YOUR GOAL:
Locate each line in the listing below that contains the string "billboard", and copy those lines in full.

MATERIAL PROVIDED:
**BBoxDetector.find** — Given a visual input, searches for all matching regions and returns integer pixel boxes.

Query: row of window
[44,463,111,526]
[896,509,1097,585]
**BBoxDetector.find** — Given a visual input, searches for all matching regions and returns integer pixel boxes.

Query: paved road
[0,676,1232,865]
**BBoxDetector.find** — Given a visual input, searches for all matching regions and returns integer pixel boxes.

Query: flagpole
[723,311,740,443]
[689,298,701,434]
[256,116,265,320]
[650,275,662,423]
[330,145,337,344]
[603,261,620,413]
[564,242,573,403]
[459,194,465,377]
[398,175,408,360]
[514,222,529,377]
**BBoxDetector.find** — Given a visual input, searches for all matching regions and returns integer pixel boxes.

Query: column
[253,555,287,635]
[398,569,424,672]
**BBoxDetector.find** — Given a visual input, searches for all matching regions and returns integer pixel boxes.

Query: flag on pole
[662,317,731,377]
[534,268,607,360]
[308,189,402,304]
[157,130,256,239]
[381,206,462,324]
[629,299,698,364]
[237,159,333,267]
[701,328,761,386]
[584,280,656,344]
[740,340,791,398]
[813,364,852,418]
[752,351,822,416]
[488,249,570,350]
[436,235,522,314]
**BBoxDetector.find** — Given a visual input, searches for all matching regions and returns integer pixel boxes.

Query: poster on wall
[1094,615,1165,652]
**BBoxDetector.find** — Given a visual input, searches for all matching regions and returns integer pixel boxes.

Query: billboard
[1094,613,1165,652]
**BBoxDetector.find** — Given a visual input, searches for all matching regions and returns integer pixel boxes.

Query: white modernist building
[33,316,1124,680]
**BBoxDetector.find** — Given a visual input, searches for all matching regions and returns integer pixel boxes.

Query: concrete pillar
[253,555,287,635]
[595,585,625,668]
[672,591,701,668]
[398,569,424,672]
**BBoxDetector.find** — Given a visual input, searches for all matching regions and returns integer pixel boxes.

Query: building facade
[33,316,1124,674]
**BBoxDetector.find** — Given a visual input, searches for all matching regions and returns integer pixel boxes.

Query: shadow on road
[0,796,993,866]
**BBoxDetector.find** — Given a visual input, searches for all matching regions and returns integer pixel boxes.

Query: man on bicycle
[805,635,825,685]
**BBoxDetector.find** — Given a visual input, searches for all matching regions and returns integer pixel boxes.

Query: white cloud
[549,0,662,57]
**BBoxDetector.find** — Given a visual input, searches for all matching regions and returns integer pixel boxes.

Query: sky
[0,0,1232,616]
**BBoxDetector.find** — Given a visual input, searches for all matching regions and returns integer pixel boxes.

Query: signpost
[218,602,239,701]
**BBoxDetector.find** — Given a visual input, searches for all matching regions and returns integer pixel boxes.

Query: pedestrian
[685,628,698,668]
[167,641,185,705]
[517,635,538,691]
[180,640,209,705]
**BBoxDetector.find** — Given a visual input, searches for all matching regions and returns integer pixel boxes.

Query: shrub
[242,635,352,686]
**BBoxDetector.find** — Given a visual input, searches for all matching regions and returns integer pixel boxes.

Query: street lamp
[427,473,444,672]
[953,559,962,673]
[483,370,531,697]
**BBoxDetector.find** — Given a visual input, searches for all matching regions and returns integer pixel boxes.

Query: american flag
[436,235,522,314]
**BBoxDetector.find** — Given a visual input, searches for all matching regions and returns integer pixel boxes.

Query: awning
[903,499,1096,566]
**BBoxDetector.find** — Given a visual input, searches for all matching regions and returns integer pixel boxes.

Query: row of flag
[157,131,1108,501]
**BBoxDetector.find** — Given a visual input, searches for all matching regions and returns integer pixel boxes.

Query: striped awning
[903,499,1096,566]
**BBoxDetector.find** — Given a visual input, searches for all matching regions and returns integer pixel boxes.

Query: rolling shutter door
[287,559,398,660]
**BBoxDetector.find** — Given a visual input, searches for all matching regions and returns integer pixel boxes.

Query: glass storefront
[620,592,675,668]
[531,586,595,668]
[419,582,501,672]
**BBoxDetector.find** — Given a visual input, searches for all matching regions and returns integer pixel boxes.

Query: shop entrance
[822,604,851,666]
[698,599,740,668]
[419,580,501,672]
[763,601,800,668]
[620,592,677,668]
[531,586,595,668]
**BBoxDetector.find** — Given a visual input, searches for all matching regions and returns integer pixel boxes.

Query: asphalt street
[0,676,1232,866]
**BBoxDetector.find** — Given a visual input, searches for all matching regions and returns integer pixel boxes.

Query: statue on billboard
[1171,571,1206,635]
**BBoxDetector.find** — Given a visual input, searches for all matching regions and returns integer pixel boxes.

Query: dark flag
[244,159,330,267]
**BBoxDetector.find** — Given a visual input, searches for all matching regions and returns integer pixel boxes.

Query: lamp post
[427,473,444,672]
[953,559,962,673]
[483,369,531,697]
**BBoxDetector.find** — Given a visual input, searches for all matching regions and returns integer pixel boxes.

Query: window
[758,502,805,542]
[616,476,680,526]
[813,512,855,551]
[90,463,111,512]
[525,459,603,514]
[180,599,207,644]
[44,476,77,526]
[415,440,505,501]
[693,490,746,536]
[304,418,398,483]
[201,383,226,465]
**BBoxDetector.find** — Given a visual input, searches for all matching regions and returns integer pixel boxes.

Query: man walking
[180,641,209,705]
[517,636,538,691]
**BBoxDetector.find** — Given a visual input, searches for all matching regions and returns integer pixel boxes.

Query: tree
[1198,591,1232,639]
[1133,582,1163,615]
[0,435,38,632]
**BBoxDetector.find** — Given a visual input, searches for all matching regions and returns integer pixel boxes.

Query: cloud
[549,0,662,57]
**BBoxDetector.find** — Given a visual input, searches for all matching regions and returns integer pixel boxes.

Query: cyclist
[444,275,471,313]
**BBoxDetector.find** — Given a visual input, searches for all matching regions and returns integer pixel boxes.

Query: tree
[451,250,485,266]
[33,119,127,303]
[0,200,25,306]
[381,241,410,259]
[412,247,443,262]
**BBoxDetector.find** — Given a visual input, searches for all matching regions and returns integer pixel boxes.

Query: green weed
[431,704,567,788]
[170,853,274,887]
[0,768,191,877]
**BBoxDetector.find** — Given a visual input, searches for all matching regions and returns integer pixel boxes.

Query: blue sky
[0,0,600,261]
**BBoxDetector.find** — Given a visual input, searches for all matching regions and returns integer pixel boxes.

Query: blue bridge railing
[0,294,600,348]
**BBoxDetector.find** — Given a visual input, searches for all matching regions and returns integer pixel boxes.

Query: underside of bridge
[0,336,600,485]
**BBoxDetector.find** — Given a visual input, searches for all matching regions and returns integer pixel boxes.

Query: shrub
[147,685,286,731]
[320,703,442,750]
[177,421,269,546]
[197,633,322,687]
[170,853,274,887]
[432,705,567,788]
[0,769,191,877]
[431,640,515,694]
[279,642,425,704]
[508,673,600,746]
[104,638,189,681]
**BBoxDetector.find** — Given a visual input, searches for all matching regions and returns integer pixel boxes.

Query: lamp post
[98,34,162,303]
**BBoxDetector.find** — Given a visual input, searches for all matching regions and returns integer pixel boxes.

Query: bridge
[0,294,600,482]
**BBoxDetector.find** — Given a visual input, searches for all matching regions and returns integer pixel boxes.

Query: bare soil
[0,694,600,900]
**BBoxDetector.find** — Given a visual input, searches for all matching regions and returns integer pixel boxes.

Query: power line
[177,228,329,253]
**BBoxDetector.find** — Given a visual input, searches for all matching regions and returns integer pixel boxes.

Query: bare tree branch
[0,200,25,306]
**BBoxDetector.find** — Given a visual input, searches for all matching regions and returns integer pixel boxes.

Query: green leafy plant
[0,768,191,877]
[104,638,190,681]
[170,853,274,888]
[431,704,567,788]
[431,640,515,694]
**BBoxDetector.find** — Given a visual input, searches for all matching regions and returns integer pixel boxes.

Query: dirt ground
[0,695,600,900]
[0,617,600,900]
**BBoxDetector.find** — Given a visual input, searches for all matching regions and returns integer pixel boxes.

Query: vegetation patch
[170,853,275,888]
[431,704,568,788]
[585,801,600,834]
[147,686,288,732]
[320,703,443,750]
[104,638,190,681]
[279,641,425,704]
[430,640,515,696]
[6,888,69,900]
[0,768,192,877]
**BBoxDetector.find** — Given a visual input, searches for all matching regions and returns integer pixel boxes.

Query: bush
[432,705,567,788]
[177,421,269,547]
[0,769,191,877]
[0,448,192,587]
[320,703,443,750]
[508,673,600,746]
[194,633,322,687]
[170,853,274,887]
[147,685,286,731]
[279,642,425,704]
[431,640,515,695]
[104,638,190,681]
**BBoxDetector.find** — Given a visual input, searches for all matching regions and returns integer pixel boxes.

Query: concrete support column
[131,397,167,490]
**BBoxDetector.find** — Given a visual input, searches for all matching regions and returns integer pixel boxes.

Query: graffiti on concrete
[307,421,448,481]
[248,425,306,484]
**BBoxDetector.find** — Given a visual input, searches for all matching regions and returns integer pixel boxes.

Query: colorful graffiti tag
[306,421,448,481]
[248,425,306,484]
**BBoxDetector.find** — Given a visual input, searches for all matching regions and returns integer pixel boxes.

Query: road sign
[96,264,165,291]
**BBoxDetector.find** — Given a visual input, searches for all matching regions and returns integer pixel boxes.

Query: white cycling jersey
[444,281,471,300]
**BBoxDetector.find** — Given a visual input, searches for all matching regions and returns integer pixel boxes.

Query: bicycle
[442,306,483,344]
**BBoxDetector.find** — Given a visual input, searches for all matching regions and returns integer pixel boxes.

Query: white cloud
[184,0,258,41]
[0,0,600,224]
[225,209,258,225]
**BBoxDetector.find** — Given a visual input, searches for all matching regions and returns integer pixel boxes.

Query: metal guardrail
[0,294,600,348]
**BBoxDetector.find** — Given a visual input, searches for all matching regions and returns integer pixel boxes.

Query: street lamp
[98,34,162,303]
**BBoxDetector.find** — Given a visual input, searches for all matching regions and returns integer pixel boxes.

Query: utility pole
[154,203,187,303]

SOLVED PROBLEM:
Query: billboard
Query: statue on billboard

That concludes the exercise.